Tarefa A:
Diga se cada afirmação concorda com o texto sobre As Dusk Falls, respondendo sim ou não e citando literalmente as palavras do texto que decidem: (i) Caroline Marchal trabalhou na Quantic Dream. (ii) Vince é o filho mais novo de uma família problemática. (iii) Os personagens do jogo são representados por fotografias estáticas de atores reais.
Tarefa B:
Segundo o texto sobre As Dusk Falls, onde Jay e seus irmãos precisam se esconder depois que o roubo dá errado?
Tarefa C:
Redigite o trecho do texto sobre As Dusk Falls que vai de "Em As Dusk Falls, você" até "um sentimento esquisito.", inclusive.

Texto apresentado:
== == ==
Você já assistiu um filme e ficou agoniado porque o personagem principal fez uma decisão idiota? Fica gritando para o protagonista pra fazer algo? As Dusk Falls, bem como outros jogos no estilo, são para você. Nessas narrativas interativas, você toma as decisões pelos personagens para moldar a narrativa mais ou menos como você quer. O jogo é liderado por Caroline Marchal, ex-lead designer da Quantic Dream, onde trabalhou em outros jogos narrativos como Heavy Rain e Beyond: Two Souls. Felizmente, ele consegue ser ainda melhor em questão de roteiro e direção que seus antigos trabalhos.
Em As Dusk Falls, você vai controlar dois personagens a maior parte do tempo. O primeiro é Vince, um pai de família que está mudando de emprego e de cidade junto com esposa, filha e pai. O segundo é Jay, o filho mais novo de uma família problemática. A vida dos dois se cruza quando um roubo dá errado e Jay e seus irmãos precisam se esconder em um hotel de estrada em que Vince e sua família estão.
É importante tirar logo este elefante da sala que é o visual único e polêmico do jogo. Os personagens de As Dusk Falls são representados por fotografias estáticas com efeitos e pintura por cima de atores reais. Os movimentos do jogo são feitos através de cortes nas ações dos personagens, criando um efeito de fade out, como se fosse um quadrinho animado. Esses personagens bidimensionais existem em um cenário com objetos 3D, criando um sentimento esquisito.
A verdade é que você se acostuma bem rápido com esse estilo artístico, geralmente completando as imagens “faltosas” com sua mente. Os únicos momentos em que fica especialmente estranho é quando os personagens 2D precisam interagir mais diretamente com o cenário tridimensional, mas esses momentos são raros. Essa escolha, inclusive, com certeza foi feita para que o jogo tenha diferentes caminhos narrativos sem que ficasse caro demais. Pela minha experiência, eu aceito mais jogos que usam essa decisão visual mais barata desde que tragam a qualidade narrativa e de escolhas que houveram aqui.
== == ==
Itens fornecidos:
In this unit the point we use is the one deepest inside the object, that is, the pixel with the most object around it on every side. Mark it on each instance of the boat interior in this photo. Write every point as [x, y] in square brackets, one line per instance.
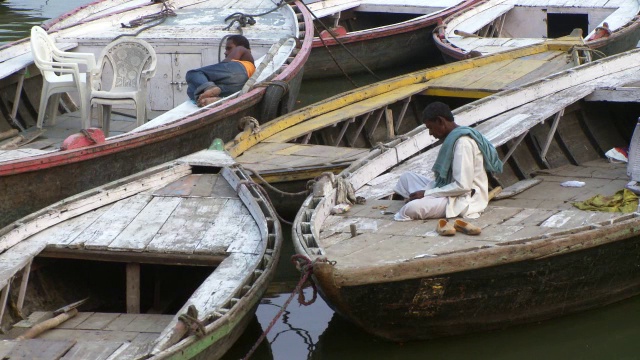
[568, 146]
[494, 26]
[361, 15]
[128, 266]
[191, 39]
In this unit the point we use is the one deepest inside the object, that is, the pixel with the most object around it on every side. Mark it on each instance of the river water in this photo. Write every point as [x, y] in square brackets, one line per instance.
[315, 332]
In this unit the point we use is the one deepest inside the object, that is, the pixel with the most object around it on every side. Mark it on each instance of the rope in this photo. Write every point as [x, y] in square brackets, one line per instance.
[340, 42]
[283, 84]
[166, 11]
[190, 320]
[248, 19]
[305, 266]
[334, 58]
[88, 135]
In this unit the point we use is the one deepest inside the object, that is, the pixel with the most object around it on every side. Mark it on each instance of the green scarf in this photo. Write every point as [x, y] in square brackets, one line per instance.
== == ==
Resposta A:
(i) Sim: "ex-lead designer da Quantic Dream".
(ii) Não: "O primeiro é Vince, um pai de família que está mudando de emprego e de cidade junto com esposa, filha e pai."
(iii) Sim: "Os personagens de As Dusk Falls são representados por fotografias estáticas com efeitos e pintura por cima de atores reais."

Resposta B:
Em um hotel de estrada em que Vince e sua família estão.

Resposta C:
Em As Dusk Falls, você vai controlar dois personagens a maior parte do tempo. O primeiro é Vince, um pai de família que está mudando de emprego e de cidade junto com esposa, filha e pai. O segundo é Jay, o filho mais novo de uma família problemática. A vida dos dois se cruza quando um roubo dá errado e Jay e seus irmãos precisam se esconder em um hotel de estrada em que Vince e sua família estão.
É importante tirar logo este elefante da sala que é o visual único e polêmico do jogo. Os personagens de As Dusk Falls são representados por fotografias estáticas com efeitos e pintura por cima de atores reais. Os movimentos do jogo são feitos através de cortes nas ações dos personagens, criando um efeito de fade out, como se fosse um quadrinho animado. Esses personagens bidimensionais existem em um cenário com objetos 3D, criando um sentimento esquisito.